# Text excerpt
--------------------------------

The original document that prompted the establishment of ICRAF was “Trees, Food and People: Land Management in the Tropics” by J.G. Bene, H.W. Beall and A. Côté in 1977, with the support of the International Development Research Centre (IDRC).

In the same year, Swaminathan attended a small meeting convened by David Hopper, then president of IDRC, where it was decided to support the recommendation of Bene and his colleagues to set up a council for research into agroforestry.

“I am glad that ICRAF has grown and has also become a member of the larger family of CGIAR,” Swaminathan said in the 2014 address. “Agroforestry is a pathway to food and nutrition security, livelihood security, ecological security, and climate risk mitigation and adaptation.”

In 2002, ICRAF acquired the brand name “World Agroforestry” to reflect its global leadership in agroforestry research and development. ICRAF merged with the Center for International Forestry Research to form CIFOR-ICRAF in 2019.

“We are so grateful for the far-reaching contributions that M.S. Swaminathan made during his long and distinguished career,” says Éliane Ubalijoro, chief executive officer of CIFOR-ICRAF. “His passion to build a more equitable world laid the foundations for the unique culture of CIFOR-ICRAF and helped make the organization what it is today.”

Green versus evergreen

Swaminathan is remembered as a leading figure in Asia’s Green Revolution of the 1960s when he collaborated with U.S. agricultural scientist Norman Borlaug to develop new varieties of wheat with high-yielding characteristics. The rapid transformation of India’s food system saved millions of people from famine and paved the way for the country’s future status as one of the world’s largest producers of wheat, rice and other crops.

However, the Green Revolution came at a heavy cost to the environment. In the 1990s, Swaminathan therefore called for an “Evergreen Revolution” to avoid chemical use, groundwater pollution, soil erosion and the loss of biodiversity.

“About 15 years ago, I stressed the need for developing a technology and public policy for an evergreen revolution designed to improve the productivity of crops in perpetuity without associated ecological harm,” he said in 2010.

The Evergreen Revolution is based on an appropriate blend of different approaches to sustainable agriculture, such as organic farming, green agriculture, eco-agriculture, and agriculture based on effective micro-organisms, Swaminathan said.

Institution builder

Swaminathan, who held a doctorate in genetics from Cambridge University, was also instrumental in establishing institutions tasked with conserving crop genetic diversity, including the International Crop Research Institute for the Semi-Arid Tropics (ICRISAT) and the International Board for Plant Genetic Resources (now the Alliance of Biodiversity International and CIAT). 

In addition, he headed the International Rice Research Institute (IRRI) and the International Union for Conservation of Nature (IUCN) during the 1980s.

--------------------------------

# Instructions for the task
Decide whether each statement agrees with the text on Swaminathan. Answer yes or no for each, and quote the words of the text that settle it.
(a) ICRAF merged with the Center for International Forestry Research in 2002.
(b) Swaminathan held a doctorate in genetics from Cambridge University.
(c) The meeting that Swaminathan attended was convened by David Hopper.
The listing after the text on Swaminathan has no connection to it.

--------------------------------

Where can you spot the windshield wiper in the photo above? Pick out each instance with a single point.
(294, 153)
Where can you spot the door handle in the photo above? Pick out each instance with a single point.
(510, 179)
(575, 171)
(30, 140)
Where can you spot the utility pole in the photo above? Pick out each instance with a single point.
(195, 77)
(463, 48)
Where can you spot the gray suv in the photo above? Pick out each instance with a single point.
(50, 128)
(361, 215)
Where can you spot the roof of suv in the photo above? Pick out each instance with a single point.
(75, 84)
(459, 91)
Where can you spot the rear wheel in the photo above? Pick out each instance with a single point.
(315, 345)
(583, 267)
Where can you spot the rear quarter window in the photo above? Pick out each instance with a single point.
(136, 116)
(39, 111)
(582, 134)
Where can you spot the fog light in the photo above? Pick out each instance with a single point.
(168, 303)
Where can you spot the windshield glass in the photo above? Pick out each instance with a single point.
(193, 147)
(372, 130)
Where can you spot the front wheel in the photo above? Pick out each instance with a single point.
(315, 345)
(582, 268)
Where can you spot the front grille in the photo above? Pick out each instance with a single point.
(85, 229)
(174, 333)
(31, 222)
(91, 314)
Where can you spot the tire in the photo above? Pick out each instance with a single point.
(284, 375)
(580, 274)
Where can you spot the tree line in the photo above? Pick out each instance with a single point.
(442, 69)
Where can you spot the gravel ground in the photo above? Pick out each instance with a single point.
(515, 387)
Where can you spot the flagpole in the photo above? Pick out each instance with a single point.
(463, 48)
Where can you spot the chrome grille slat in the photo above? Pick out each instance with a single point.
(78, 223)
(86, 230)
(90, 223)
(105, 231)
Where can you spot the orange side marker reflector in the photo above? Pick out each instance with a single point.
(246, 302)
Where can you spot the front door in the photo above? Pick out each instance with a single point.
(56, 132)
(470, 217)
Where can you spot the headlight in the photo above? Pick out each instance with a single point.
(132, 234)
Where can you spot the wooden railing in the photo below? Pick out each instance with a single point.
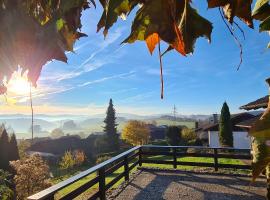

--------------------------------

# Final answer
(a) No: "ICRAF merged with the Center for International Forestry Research to form CIFOR-ICRAF in 2019."
(b) Yes: "Swaminathan, who held a doctorate in genetics from Cambridge University"
(c) Yes: "a small meeting convened by David Hopper, then president of IDRC"